▶ **EXERCISE TASK 1**
Using the article on the album Nasty Gal, decide whether each statement agrees with it: (a) Nasty Gal was Davis' first album on a major label; (b) Davis recorded the album with session musicians rather than with Funk House; (c) the 2018 reissue came out on CD. Answer yes or no for each, quoting the words of the article that settle it.

▶ **SOURCE DOCUMENT**
Studio album by Betty Davis
- Released: 1975
- Recorded: May 1975
- Genre: Funk
- Length: 39:15
- Label: Island
- Producer: Betty Davis

Betty Davis chronology
| They Say I'm Different (1974) | Nasty Gal (1975) | Is It Love or Desire? (2009) |

= Nasty Gal (album) =

Nasty Gal is the third studio album by American funk musician Betty Davis. It was released in 1975 on Island Records and was Davis' first album on a major label.

It failed commercially upon release, and after the failure of this album Island Records shelved her planned follow-up, Is It Love or Desire?, until 2009. Under pressure by the record company, Davis abandoned her music career altogether shortly after this album's release. It was reissued on Light in the Attic Records in 2009 on CD, and again in 2018 on colored vinyl in conjunction with record club Vinyl Me, Please, which has rekindled interest in the album by music critics and fans, generating favorable retrospective reviews.

==Background==
After the underground success of her previous two records, Davis toured extensively with a backup band called "Funk House" that included Nicky Neal, Larry Johnson, Fred Mills, and Carlos Morales. Her tours were marked by her exuding sexuality. When ABC acquired her previous label Just Sunshine and its parent distributor Blue Thumb Records, Island Records approached Davis with a buyout offer. After accepting, Davis started working on new material for an album. On Davis' previous two albums, she relied on a multitude of session musicians, but felt a close connection with Funk House, so she chose to record the album with them instead.

▶ **MATERIAL SHOWN**
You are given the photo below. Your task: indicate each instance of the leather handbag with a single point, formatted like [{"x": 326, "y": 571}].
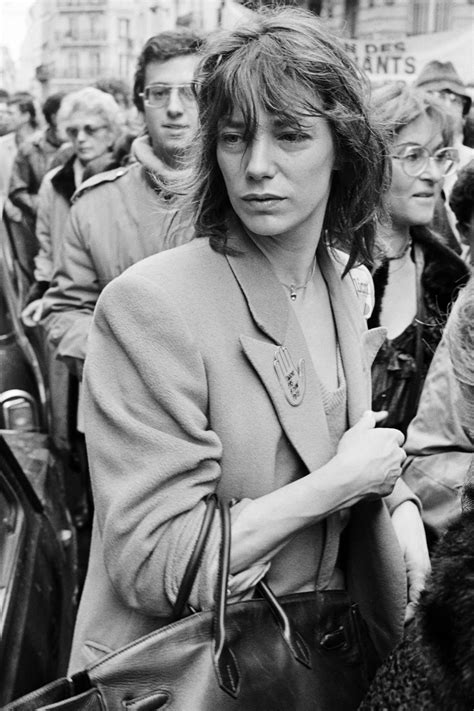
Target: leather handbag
[{"x": 304, "y": 652}]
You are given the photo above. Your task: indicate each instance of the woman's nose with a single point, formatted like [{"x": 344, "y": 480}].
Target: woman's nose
[
  {"x": 259, "y": 159},
  {"x": 432, "y": 170}
]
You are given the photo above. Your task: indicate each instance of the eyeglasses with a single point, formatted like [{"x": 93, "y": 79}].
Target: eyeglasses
[
  {"x": 74, "y": 131},
  {"x": 415, "y": 159},
  {"x": 158, "y": 95}
]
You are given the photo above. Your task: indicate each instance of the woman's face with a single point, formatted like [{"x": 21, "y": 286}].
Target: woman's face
[
  {"x": 279, "y": 182},
  {"x": 90, "y": 136},
  {"x": 411, "y": 201}
]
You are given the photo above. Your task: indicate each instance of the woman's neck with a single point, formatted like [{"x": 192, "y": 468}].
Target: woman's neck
[
  {"x": 395, "y": 241},
  {"x": 292, "y": 261}
]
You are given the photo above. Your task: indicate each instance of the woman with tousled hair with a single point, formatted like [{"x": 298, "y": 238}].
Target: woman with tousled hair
[
  {"x": 417, "y": 277},
  {"x": 240, "y": 364}
]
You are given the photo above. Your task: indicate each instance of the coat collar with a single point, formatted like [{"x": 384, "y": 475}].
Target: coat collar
[{"x": 304, "y": 422}]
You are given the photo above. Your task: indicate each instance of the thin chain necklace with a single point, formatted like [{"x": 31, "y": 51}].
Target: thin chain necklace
[
  {"x": 402, "y": 252},
  {"x": 295, "y": 288}
]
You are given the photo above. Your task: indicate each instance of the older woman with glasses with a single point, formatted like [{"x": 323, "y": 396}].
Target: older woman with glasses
[
  {"x": 91, "y": 120},
  {"x": 417, "y": 277}
]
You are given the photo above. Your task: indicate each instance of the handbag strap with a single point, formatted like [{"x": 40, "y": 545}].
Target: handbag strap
[
  {"x": 225, "y": 664},
  {"x": 195, "y": 560}
]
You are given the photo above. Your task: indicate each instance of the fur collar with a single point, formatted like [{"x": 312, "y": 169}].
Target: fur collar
[{"x": 443, "y": 275}]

▶ **EXERCISE TASK 2**
Reproduce the lines of the listing word for word, beginning with the line that contains "the fur collar" and continuing through the end of the listing.

▶ **COMPLETE OUTPUT 1**
(a) Yes: "was Davis' first album on a major label"
(b) No: "so she chose to record the album with them instead"
(c) No: "again in 2018 on colored vinyl"

▶ **COMPLETE OUTPUT 2**
You are given the photo above. Your task: indicate each instance of the fur collar with a single point, formatted like [{"x": 312, "y": 169}].
Target: fur collar
[{"x": 443, "y": 275}]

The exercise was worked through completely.